**Work to complete**
With every picture left out, give the data below back exactly.

Dataset excerpts
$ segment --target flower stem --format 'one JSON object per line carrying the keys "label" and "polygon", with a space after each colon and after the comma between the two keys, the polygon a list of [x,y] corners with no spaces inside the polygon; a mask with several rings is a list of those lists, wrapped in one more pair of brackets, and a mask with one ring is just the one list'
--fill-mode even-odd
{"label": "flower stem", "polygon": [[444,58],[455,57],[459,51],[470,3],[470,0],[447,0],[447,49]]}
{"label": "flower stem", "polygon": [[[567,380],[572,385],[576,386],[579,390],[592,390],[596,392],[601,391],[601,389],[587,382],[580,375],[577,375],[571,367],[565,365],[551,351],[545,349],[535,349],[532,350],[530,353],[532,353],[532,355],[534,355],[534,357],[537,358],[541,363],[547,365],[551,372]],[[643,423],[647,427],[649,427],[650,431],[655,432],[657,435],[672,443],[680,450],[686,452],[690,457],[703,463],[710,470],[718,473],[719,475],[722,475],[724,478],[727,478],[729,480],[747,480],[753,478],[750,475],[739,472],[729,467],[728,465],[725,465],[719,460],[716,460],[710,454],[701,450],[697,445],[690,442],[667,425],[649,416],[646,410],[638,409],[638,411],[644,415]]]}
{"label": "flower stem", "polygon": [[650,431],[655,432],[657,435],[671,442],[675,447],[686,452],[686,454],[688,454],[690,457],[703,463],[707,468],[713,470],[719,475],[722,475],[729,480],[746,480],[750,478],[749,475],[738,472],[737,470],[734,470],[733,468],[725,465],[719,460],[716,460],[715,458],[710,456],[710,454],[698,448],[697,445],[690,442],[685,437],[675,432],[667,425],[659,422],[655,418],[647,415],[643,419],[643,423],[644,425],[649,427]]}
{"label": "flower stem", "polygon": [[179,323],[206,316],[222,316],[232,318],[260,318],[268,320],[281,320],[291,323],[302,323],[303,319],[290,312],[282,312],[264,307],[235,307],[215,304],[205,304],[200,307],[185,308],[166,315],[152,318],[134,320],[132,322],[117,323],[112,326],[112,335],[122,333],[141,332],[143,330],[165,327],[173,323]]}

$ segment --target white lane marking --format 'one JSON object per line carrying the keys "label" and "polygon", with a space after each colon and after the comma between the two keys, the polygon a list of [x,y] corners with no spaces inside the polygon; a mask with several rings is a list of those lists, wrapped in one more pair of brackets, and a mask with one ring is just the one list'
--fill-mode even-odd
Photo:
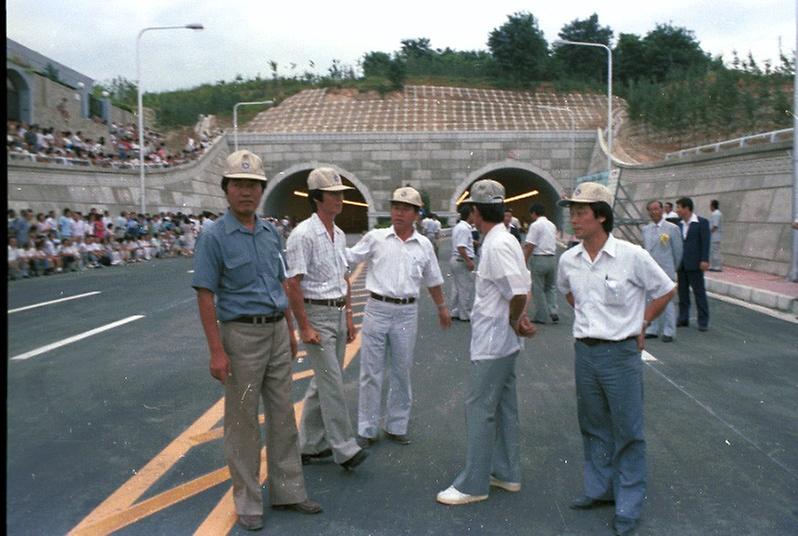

**Response for this exercise**
$ segment --target flower stem --format 'one JSON object per line carrying the keys "label" and "polygon", with a space after each colon and after the comma between the two keys, the polygon a list of [x,y] corners with no spaces inside the polygon; a mask with several rings is a list of those lists, wrapped in one more pair of brackets, and a mask with one ring is just the one list'
--fill-mode even-odd
{"label": "flower stem", "polygon": [[444,58],[455,57],[459,51],[470,3],[470,0],[447,0],[447,49]]}
{"label": "flower stem", "polygon": [[[567,380],[572,385],[576,386],[579,390],[592,390],[596,392],[601,391],[601,389],[587,382],[580,375],[577,375],[571,367],[565,365],[551,351],[545,349],[535,349],[532,350],[530,353],[532,353],[532,355],[534,355],[534,357],[537,358],[541,363],[547,365],[551,372]],[[643,423],[647,427],[649,427],[650,431],[655,432],[657,435],[672,443],[680,450],[686,452],[690,457],[703,463],[710,470],[718,473],[719,475],[722,475],[724,478],[727,478],[729,480],[747,480],[753,478],[750,475],[739,472],[729,467],[728,465],[725,465],[719,460],[716,460],[710,454],[701,450],[697,445],[690,442],[667,425],[649,416],[646,410],[638,409],[638,411],[644,415]]]}
{"label": "flower stem", "polygon": [[650,431],[655,432],[657,435],[671,442],[675,447],[686,452],[686,454],[688,454],[690,457],[703,463],[707,468],[713,470],[719,475],[722,475],[729,480],[746,480],[750,478],[749,475],[738,472],[737,470],[734,470],[733,468],[725,465],[719,460],[716,460],[715,458],[710,456],[710,454],[698,448],[697,445],[690,442],[685,437],[675,432],[667,425],[659,422],[655,418],[647,415],[643,419],[643,423],[644,425],[649,427]]}
{"label": "flower stem", "polygon": [[179,323],[206,316],[222,316],[232,318],[260,318],[268,320],[281,320],[291,323],[302,323],[303,319],[290,312],[282,312],[264,307],[235,307],[215,304],[205,304],[200,307],[185,308],[166,315],[152,318],[134,320],[132,322],[117,323],[112,326],[112,335],[122,333],[141,332],[143,330],[165,327],[173,323]]}

$ segment --target white lane marking --format 'one JSON object per line carrying the keys "label" and "polygon", with a space after each colon and after the comma between the two keys, the polygon a list of [x,y] corners with no spaces inside the polygon; a mask with several rings is a list of those lists, wrapped in one more pair of brackets, and a mask with one ring is just the one list'
--fill-mode even-odd
Photo:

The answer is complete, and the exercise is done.